◆ What is needed:
All of the material below is to be repeated exactly.

◆ Input for this task:
"""

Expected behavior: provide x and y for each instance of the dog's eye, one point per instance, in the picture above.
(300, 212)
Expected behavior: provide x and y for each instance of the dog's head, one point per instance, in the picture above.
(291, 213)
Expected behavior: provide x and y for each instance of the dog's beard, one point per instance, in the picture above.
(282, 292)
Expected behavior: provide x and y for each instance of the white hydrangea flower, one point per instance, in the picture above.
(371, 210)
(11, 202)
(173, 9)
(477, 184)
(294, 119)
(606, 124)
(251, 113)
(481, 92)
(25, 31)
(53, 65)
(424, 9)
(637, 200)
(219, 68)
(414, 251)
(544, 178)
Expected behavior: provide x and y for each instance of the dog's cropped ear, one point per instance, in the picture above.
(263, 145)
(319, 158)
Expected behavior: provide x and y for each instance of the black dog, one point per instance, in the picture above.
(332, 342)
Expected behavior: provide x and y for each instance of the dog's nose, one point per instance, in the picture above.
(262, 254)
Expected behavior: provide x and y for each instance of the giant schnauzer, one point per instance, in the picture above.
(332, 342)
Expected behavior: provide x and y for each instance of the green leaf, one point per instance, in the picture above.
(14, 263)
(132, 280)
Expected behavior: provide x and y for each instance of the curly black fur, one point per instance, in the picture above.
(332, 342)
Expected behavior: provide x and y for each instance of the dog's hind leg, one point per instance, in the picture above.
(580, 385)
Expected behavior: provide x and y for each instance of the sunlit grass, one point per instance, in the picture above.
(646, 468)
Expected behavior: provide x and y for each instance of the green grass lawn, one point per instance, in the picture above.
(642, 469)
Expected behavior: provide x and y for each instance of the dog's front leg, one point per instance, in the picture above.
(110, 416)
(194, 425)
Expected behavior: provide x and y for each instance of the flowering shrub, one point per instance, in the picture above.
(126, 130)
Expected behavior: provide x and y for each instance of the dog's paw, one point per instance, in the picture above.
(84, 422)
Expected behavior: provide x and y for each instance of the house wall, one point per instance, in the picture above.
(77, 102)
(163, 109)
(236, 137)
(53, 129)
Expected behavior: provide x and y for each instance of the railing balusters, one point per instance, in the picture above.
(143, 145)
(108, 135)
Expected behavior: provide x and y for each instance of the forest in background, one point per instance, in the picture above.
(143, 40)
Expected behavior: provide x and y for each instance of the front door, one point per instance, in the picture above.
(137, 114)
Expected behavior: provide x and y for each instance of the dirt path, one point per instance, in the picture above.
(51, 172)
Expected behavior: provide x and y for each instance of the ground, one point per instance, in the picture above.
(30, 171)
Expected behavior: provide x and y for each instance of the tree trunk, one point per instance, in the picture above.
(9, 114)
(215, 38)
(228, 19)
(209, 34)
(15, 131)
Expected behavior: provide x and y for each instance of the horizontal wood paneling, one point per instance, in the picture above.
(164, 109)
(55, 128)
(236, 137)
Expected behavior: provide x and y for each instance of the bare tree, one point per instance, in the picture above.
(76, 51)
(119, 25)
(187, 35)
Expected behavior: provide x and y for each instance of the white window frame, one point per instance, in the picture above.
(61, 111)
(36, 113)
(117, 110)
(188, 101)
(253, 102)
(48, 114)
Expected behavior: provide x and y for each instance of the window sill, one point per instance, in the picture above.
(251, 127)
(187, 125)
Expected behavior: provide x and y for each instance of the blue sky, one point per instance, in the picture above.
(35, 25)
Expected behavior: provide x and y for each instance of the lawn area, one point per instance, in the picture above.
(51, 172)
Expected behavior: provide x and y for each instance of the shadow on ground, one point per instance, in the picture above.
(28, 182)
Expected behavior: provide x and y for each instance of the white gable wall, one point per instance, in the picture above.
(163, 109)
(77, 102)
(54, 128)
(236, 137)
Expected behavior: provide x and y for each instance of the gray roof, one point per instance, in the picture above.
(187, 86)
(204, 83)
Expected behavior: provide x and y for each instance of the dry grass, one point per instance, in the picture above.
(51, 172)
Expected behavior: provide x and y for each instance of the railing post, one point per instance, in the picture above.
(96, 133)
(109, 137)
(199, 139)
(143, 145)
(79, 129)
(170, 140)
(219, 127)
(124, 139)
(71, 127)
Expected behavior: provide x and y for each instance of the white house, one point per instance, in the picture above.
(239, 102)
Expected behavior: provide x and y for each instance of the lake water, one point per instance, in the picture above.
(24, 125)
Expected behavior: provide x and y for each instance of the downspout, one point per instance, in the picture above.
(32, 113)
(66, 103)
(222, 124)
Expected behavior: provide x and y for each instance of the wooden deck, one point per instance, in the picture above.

"""

◆ Response for this exercise:
Expected behavior: provide x and y for each instance of the dog's eye, one point per instance, in the picture above.
(300, 212)
Expected behavior: provide x and y for each instance of the dog's head, one point per instance, in the picture above.
(291, 213)
Expected behavior: provide x and y for each instance of the dog's beard, one point per instance, in the picture above.
(282, 292)
Expected behavior: provide x and y for each instance of the white hydrangea flower, one point per instance, in the picture above.
(371, 210)
(11, 202)
(173, 9)
(477, 184)
(294, 119)
(606, 124)
(251, 113)
(481, 92)
(25, 31)
(53, 65)
(424, 9)
(637, 200)
(219, 68)
(414, 251)
(544, 178)
Expected behavior: provide x and y for each instance of the dog's cropped ear, one point per instance, in the picture above.
(263, 145)
(319, 158)
Expected behavior: provide x and y for each instance of the black dog, one point per instance, in the picture above.
(332, 342)
Expected behavior: provide x and y for each instance of the dog's nose, one point per instance, in the picture above.
(262, 254)
Expected behavior: provide x and y for each instance of the giant schnauzer, one point per instance, in the picture above.
(332, 342)
Expected behavior: provide x and y for each instance of the green leaf, one point per instance, in the picture above.
(14, 263)
(132, 280)
Expected behavior: provide x and y for each instance of the curly black fur, one point per instance, in the picture above.
(332, 342)
Expected behavior: provide x and y for each instance of the dog's hind leg, one point per instance, in the picture above.
(580, 385)
Expected behavior: provide x and y for each instance of the sunlit grass, one point per instance, in the picture above.
(646, 468)
Expected behavior: provide x and y for each instance of the green grass lawn, one point per instance, in the picture above.
(642, 469)
Expected behavior: provide x and y for each instance of the dog's front leg, one point per instance, in the picture above.
(110, 416)
(194, 425)
Expected behavior: provide x and y for each instance of the flowering shrub, one point per instance, in the picture above.
(126, 130)
Expected behavior: provide x and y for each instance of the dog's paw, one point per instance, in the picture above.
(84, 422)
Expected behavior: provide x and y for each instance of the house wall, one point per instance, in the picture above.
(77, 102)
(163, 109)
(236, 137)
(53, 129)
Expected behavior: provide x and y for each instance of the railing balusters, one point per instance, in the picture above.
(143, 145)
(108, 135)
Expected behavior: provide x and y for each instance of the forest in background, one point per instance, in the picture above.
(143, 40)
Expected behavior: provide x and y for each instance of the front door, one point per instance, in the picture above.
(137, 114)
Expected behavior: provide x and y for each instance of the dirt path, one point per instance, in the picture above.
(51, 172)
Expected behavior: provide x and y for each instance of the ground, one point per instance, in the picture above.
(30, 171)
Expected behavior: provide x and y for each instance of the tree trunk, one point per instance, in the picture above.
(9, 114)
(215, 38)
(228, 19)
(209, 34)
(15, 131)
Expected behavior: provide x and y for each instance of the horizontal wood paneling, one point per instance, in the picture above.
(164, 109)
(55, 128)
(236, 137)
Expected behavior: provide x and y for each instance of the bare tree, one point per instance, in the picture above.
(76, 51)
(119, 25)
(187, 35)
Expected behavior: provide x and y for each instance of the white window frame, one point per instance, in the picture above.
(61, 111)
(36, 113)
(117, 110)
(188, 101)
(253, 102)
(48, 114)
Expected behavior: provide x and y for each instance of the window sill, one point per instance, in the picture above.
(251, 127)
(187, 125)
Expected behavior: provide x and y for each instance of the blue sky, one point per instance, in the picture above.
(35, 25)
Expected behavior: provide x and y for each instance of the lawn area, one point per instance, in the picture above.
(51, 172)
Expected behavior: provide x and y for each instance of the shadow on ground, one point per instance, in the picture above.
(28, 182)
Expected behavior: provide x and y for each instance of the white gable wall, one point per instance, in the picture above.
(163, 109)
(77, 102)
(54, 128)
(236, 137)
Expected behavior: provide x and y for each instance of the gray roof, one point per instance, in the picture above.
(187, 86)
(204, 83)
Expected behavior: provide x and y for each instance of the dry grass, one point per instance, in the picture above.
(51, 172)
Expected behavior: provide x and y for each instance of the railing post, one point per instance, in the picture above.
(96, 133)
(109, 137)
(199, 139)
(143, 145)
(79, 129)
(170, 140)
(219, 127)
(124, 139)
(71, 127)
Expected behavior: provide x and y for each instance of the white house, one point per instance, in the picture above.
(239, 102)
Expected behavior: provide x and y for each instance of the lake water, one point per instance, in the picture above.
(24, 125)
Expected behavior: provide x and y for each instance of the downspout, one point per instance, in the picture above.
(32, 113)
(66, 103)
(222, 124)
Expected behavior: provide x and y for each instance of the wooden deck, one point per instance, in the picture above.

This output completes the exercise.